Trecho do texto =>
· · · · · · ·
Carma Coletivo e Desastres Natura

Uma conversa entre Jonathan Landaw e Dr. Berzin

Landaw: Hoje em dia, muitas pessoas perguntam se o carma coletivo poderia causar coisas como o terremoto que devastou o Haiti. A explicação geralmente dada é que o responsável pelas características gerais e elementos que constituem um planeta é o carma de todos os seres que o habitam. Depois que surgem os elementos, as leis impessoais da física assumem o controle. Por exemplo, o calor aumenta e vários movimentos resultam disso, como o movimento das placas tectônicas e assim por diante.  Uma manifestação desses movimentos são os terremotos. Partindo-se desse ponto de vista, os terremotos são uma consequência inevitável do planeta ter surgido como surgiu; e ele surgiu assim como resultado de um carma coletivo muito amplo de todos os seres que já viveram neste planeta. Você poderia comentar sobre isso?

Dr. Berzin: O carma, ou, mais especificamente, as forças cármicas positivas e negativas (bsod-nams or sdig-pa) e as tendências cármicas (sa-bon), amadurecem gerando vários tipos de resultado. Um desses tipos resultado é o resultado dominante (bdag-po’i ‘bras-bu). Um resultado dominante é nossa experiência do meio ambiente ou sociedade em que nascemos ou vivemos, da forma como ela nos trata e também dos objetos que possuímos e o que acontece com eles. 

No caso do resultado dominante do carma coletivo – o termo técnico é “carma compartilhado” (thun-mong-gi las) – de um grupo de seres limitados, trata-se principalmente da vivência compartilhada de situações ambientais ou sociais quando o grupo as vivencia.  Entretanto, podemos dizer que o resultado dominante de um carma coletivo também é o próprio meio ambiente, situação social e ocorrências que geram as circunstâncias para esse grupo vivenciá-las.
· · · · · · ·
Segmento de dados =>
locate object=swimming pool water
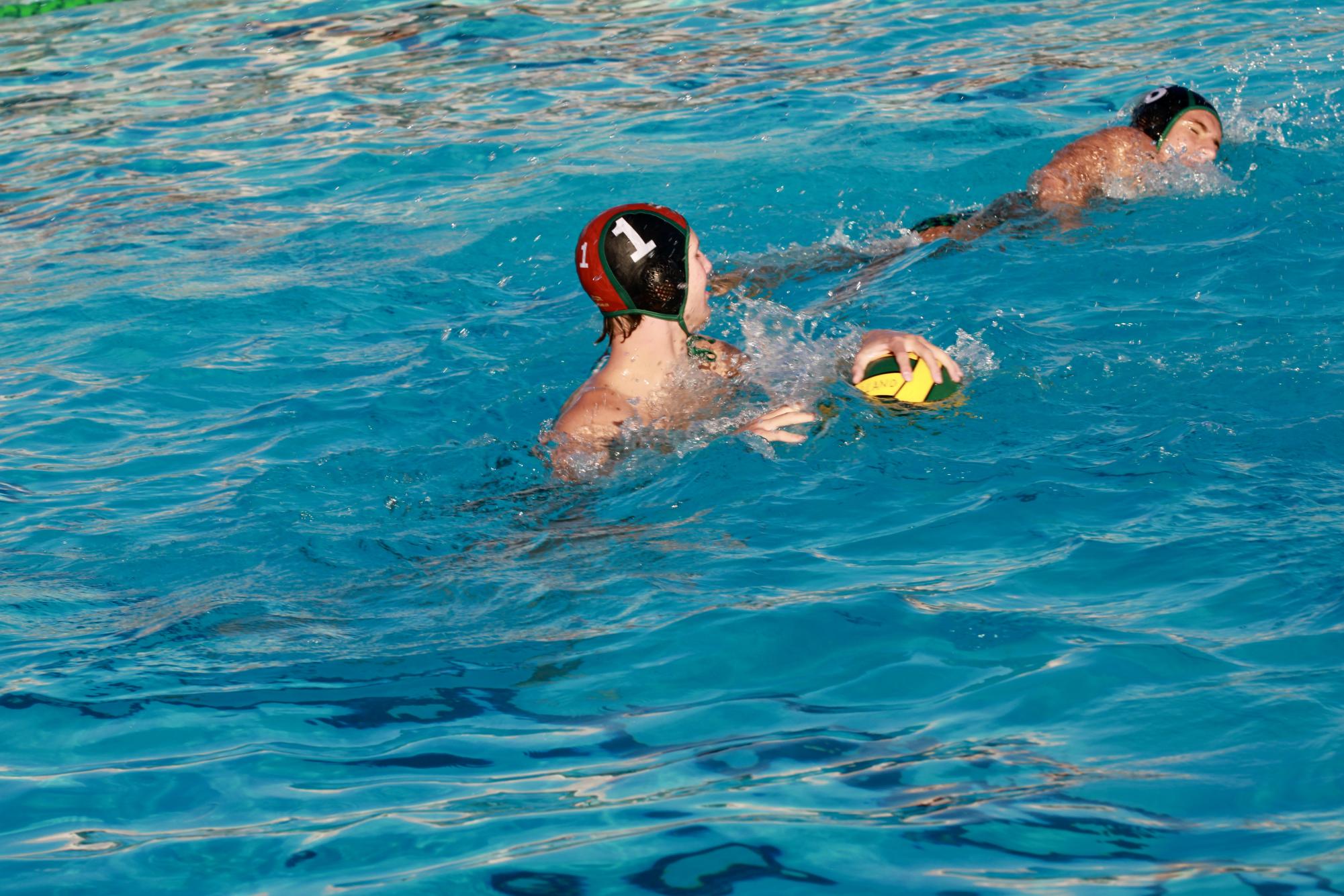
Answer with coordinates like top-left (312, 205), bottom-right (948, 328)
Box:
· · · · · · ·
Tarefas a realizar =>
1. Reproduza fielmente o trecho do texto sobre carma coletivo que começa em "Carma Coletivo e" e segue até "comentar sobre isso?".
2. No texto sobre carma coletivo, qual termo técnico o Dr. Berzin indica para o carma coletivo?
3. Prossiga com o texto sobre carma coletivo a partir do ponto em que ele para.
O material não tem qualquer papel neste trabalho.

Respostas em ordem =>
1.
Carma Coletivo e Desastres Natura

Uma conversa entre Jonathan Landaw e Dr. Berzin

Landaw: Hoje em dia, muitas pessoas perguntam se o carma coletivo poderia causar coisas como o terremoto que devastou o Haiti. A explicação geralmente dada é que o responsável pelas características gerais e elementos que constituem um planeta é o carma de todos os seres que o habitam. Depois que surgem os elementos, as leis impessoais da física assumem o controle. Por exemplo, o calor aumenta e vários movimentos resultam disso, como o movimento das placas tectônicas e assim por diante.  Uma manifestação desses movimentos são os terremotos. Partindo-se desse ponto de vista, os terremotos são uma consequência inevitável do planeta ter surgido como surgiu; e ele surgiu assim como resultado de um carma coletivo muito amplo de todos os seres que já viveram neste planeta. Você poderia comentar sobre isso?

2. Carma compartilhado (thun-mong-gi las).

3.
Isso não quer dizer que o carma coletivo desse grupo é a única causa da existência do meio ambiente que vivenciam quando o vivenciam. O meio ambiente que vivenciam, o planeta ou o universo, é o resultado de inúmeras causas e condições. No caso do universo, sua causa obtentora (nyer-len-gyi rgyu) – aquilo de onde surge o universo e que deixa de existir quando o universo surge – é o Big Bang. Podemos subdividir as causas obtentoras em: aquelas que ocorreram há muito tempo, como o Big Bang, e aquelas que imediatamente precedem o momento presente, que é o caso do movimento das placas tectônicas como causa do terremoto. As pequenas mudanças que ocorrem no meio ambiente, como uma folha cair de uma determinada árvore, é o resultado das leis da física do universo. Mas, no que diz respeito ao meio ambiente, também há resultados da ação do ser humano (skyes-bu byed-pa’i ‘bras-bu), como é o caso da poluição do ar. Além disso, os elementos constituintes de um momento específico, como a matéria e a energia do universo em um determinado momento, são as causas simultaneamente emergentes (lhan-cig ‘byung-ba’ rgyu) do universo nesse momento.

O carma coletivo que contribuiu como causa para a formação do planeta e de suas leis físicas é o carma compartilhado por todos os seres que vivem no planeta no momento, bem como de todos os seres que aqui viveram e que vão viver. Mas, uma vez que a Terra é uma parte do universo e as leis da física não se aplicam apenas à Terra, mas a todo universo, precisamos de um escopo mais amplo do carma coletivo – o carma coletivo de todos aqueles que já viveram, vivem ou viverão no nosso universo. Afinal, a natureza física do universo é tal que a maioria, senão todos, os planetas constituídos de matéria sólida são instáveis e sujeitos a terremotos. 

Já que estamos falando da formação do universo, o carma coletivo que contribuiu para sua formação e para que um grande número de seres vivenciassem este universo tem que ter sido gerado antes do Big Bang por todos os seres com carma para nascer neste universo.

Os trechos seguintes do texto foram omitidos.